◆ Work required
Update the lines below so that every "crop-scouting record" becomes "site inspection log", and leave everything else untouched.

◆ Extracted information
◇ ◇ ◇ ◇

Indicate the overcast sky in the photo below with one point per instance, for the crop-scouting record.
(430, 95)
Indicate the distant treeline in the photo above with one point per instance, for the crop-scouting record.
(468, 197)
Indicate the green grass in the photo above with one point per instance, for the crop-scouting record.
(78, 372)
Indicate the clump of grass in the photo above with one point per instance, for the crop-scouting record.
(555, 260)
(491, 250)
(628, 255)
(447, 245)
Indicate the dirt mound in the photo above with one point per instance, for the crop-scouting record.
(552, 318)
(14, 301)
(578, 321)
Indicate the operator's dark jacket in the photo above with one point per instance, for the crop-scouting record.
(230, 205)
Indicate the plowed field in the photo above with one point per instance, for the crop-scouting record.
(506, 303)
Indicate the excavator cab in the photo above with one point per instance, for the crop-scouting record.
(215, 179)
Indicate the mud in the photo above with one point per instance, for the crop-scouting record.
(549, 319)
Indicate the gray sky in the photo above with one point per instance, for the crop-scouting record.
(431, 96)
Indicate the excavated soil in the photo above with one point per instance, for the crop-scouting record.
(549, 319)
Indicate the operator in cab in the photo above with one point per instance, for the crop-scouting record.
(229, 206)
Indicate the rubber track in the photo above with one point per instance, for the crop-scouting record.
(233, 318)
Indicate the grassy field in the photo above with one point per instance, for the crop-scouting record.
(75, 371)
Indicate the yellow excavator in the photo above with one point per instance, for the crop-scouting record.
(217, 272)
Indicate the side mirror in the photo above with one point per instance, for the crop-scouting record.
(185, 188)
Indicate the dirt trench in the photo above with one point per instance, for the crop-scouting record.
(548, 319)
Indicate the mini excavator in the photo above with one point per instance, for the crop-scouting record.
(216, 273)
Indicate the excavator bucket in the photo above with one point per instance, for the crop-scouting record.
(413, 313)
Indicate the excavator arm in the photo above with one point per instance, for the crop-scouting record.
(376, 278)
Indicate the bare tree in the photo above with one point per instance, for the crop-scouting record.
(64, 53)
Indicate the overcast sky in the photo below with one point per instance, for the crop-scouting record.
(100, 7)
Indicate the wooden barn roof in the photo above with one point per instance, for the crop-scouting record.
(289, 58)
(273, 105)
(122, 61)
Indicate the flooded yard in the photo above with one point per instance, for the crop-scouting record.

◇ ◇ ◇ ◇

◆ Reply to the task
Indicate the overcast sky in the photo below with one point per instance, for the site inspection log.
(430, 95)
Indicate the distant treeline in the photo above with one point per instance, for the site inspection log.
(468, 197)
Indicate the green grass in the photo above with one point per instance, for the site inspection log.
(78, 372)
Indicate the clump of grass in the photo above with one point per instance, for the site inspection log.
(555, 260)
(491, 250)
(628, 255)
(447, 245)
Indicate the dirt mound in the photo above with one point per instance, for the site inspection log.
(552, 318)
(14, 301)
(578, 321)
Indicate the operator's dark jacket in the photo above with one point per instance, for the site inspection log.
(230, 205)
Indicate the plowed field in the photo above with one point per instance, for the site inspection log.
(506, 303)
Indicate the excavator cab in the photo above with one point per instance, for the site inspection log.
(215, 179)
Indicate the mud in the photo above with one point per instance, for the site inspection log.
(549, 319)
Indicate the gray sky in the photo above with one point per instance, for the site inspection log.
(431, 96)
Indicate the excavated soil in the photo above with one point per instance, for the site inspection log.
(549, 319)
Indicate the operator in cab in the photo above with one point per instance, for the site inspection log.
(229, 206)
Indicate the rubber track in the photo above with one point per instance, for the site inspection log.
(233, 318)
Indicate the grassy field in the photo above with one point per instance, for the site inspection log.
(75, 371)
Indicate the yellow excavator in the photo above with one point per instance, for the site inspection log.
(217, 272)
Indicate the side mirror in the photo above with one point per instance, for the site inspection log.
(185, 188)
Indicate the dirt trench in the photo above with one point per instance, for the site inspection log.
(548, 319)
Indicate the mini excavator in the photo above with one point per instance, for the site inspection log.
(216, 273)
Indicate the excavator bucket in the photo above with one point per instance, for the site inspection log.
(413, 313)
Indicate the excavator arm in the photo above with one point per instance, for the site inspection log.
(376, 278)
Indicate the bare tree in the photo above with one point per instance, for the site inspection log.
(64, 53)
Indicate the overcast sky in the photo below with one point per instance, for the site inspection log.
(100, 7)
Indicate the wooden barn roof in the photo above with one point per instance, for the site inspection log.
(289, 58)
(273, 105)
(122, 61)
Indicate the flooded yard in the photo above with one point per instance, for the site inspection log.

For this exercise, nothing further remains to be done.